WORK TO BE COMPLETED. Copy each line of the following data that contains "shrub".

··· DATA FOR ANALYSIS ···

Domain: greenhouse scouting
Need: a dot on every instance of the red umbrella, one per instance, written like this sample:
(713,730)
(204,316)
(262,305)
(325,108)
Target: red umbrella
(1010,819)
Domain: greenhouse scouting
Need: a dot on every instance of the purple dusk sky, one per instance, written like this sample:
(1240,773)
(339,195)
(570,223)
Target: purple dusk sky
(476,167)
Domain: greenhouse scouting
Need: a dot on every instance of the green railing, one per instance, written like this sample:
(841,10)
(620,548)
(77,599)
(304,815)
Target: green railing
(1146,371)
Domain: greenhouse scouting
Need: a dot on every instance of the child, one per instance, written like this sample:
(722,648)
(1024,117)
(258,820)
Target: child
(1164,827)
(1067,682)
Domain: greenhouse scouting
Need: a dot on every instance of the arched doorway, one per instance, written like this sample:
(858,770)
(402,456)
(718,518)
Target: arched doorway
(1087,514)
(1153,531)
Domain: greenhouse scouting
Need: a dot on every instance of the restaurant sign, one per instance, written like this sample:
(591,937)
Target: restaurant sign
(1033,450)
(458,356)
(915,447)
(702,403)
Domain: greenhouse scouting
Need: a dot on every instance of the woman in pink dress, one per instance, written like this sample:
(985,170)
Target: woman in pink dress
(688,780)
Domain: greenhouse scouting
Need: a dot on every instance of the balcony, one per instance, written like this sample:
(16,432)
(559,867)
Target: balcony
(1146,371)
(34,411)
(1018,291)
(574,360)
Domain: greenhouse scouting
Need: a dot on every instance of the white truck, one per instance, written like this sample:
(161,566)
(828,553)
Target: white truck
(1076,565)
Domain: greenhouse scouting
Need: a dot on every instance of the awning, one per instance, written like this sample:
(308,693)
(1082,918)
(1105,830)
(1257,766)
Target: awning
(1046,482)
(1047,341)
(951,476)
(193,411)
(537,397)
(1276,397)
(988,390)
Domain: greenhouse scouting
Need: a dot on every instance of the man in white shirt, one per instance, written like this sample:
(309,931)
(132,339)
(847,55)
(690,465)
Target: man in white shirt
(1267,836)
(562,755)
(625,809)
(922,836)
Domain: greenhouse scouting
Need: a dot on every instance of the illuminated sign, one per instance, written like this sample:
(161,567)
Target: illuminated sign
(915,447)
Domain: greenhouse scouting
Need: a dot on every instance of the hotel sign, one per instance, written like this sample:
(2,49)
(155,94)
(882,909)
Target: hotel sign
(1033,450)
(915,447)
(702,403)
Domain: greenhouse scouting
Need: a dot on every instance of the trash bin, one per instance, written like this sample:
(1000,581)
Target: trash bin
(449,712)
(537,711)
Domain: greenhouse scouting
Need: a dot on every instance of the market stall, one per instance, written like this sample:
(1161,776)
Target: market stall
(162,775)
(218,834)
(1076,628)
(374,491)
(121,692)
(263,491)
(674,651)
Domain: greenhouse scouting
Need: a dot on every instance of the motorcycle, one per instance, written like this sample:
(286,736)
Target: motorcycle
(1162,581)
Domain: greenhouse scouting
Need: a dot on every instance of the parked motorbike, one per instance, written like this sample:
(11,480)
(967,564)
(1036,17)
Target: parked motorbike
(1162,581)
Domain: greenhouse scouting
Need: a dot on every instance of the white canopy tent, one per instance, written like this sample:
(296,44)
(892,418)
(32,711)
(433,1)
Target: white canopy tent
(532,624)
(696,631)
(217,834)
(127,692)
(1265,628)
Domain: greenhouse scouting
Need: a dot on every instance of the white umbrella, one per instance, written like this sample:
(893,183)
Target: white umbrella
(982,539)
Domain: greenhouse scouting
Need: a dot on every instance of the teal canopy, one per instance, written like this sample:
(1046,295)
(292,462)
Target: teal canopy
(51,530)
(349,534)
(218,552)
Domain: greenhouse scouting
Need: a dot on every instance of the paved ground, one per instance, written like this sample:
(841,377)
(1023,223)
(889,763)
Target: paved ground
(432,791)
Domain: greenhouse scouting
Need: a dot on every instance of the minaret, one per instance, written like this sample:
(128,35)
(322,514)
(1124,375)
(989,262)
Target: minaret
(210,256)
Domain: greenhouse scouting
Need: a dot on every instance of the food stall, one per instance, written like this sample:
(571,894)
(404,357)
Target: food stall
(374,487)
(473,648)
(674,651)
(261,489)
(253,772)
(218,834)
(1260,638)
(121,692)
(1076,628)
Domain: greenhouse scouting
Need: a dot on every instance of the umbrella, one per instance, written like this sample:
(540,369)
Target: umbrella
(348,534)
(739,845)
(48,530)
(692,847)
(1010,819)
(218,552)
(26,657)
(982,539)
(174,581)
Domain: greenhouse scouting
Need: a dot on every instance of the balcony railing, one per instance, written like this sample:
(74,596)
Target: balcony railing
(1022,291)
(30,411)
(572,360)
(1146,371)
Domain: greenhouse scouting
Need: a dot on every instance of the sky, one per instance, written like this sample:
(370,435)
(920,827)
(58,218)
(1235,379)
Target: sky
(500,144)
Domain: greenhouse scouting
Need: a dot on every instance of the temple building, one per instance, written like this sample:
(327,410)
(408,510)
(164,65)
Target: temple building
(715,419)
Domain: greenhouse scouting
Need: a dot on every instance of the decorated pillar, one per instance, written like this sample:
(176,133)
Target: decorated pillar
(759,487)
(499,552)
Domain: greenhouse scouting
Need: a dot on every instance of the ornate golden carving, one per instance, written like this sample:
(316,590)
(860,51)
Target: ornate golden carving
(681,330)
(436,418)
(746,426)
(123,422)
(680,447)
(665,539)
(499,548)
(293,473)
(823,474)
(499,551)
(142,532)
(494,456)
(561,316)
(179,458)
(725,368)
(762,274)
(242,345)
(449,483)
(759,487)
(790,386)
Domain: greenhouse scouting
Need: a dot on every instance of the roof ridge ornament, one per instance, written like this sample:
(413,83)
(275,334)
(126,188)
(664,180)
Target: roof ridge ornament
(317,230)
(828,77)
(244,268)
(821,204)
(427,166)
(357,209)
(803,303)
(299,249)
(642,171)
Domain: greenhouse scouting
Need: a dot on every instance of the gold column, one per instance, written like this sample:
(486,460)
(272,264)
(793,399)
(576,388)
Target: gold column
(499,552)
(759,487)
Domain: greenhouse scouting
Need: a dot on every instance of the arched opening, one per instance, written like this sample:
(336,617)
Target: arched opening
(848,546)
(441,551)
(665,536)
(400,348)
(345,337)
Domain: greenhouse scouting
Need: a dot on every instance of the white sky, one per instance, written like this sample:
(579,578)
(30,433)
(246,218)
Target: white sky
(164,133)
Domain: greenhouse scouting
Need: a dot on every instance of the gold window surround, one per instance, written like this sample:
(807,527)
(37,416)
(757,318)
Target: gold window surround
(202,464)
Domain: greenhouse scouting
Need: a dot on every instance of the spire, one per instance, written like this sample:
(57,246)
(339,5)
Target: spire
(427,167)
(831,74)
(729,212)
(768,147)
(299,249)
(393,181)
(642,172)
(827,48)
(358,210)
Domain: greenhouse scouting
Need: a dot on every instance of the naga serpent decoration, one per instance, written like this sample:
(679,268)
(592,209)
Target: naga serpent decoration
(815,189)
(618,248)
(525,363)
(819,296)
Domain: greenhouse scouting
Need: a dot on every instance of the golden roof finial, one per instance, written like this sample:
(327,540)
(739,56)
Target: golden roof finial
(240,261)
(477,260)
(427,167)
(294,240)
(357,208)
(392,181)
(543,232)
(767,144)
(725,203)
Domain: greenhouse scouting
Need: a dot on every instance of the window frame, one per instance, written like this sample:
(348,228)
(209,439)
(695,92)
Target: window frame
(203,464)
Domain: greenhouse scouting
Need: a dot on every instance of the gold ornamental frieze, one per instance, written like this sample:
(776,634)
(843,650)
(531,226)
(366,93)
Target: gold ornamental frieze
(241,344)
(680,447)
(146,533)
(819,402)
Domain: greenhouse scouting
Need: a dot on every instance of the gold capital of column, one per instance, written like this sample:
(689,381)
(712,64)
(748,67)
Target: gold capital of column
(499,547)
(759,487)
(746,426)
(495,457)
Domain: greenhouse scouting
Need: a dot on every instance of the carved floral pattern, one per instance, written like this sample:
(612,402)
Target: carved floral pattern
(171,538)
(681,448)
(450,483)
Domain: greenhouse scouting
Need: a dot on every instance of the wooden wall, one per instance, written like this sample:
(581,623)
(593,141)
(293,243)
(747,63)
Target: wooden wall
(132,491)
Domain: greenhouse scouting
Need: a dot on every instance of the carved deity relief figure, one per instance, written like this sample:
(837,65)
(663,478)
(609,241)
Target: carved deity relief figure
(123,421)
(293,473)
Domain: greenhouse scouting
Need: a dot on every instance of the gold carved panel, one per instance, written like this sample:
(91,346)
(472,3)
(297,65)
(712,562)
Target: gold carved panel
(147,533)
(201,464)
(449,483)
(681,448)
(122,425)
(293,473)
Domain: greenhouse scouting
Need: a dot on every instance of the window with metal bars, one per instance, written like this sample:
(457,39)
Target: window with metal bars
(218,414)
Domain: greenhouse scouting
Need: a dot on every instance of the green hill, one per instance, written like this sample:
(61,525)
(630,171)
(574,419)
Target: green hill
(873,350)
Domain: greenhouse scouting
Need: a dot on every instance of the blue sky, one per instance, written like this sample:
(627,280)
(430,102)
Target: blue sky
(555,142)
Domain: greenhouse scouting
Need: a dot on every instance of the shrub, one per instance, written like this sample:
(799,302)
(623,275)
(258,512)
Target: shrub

···

REPLY.
Need: a dot on every instance of the shrub, one per instance, written like this sample:
Target: shrub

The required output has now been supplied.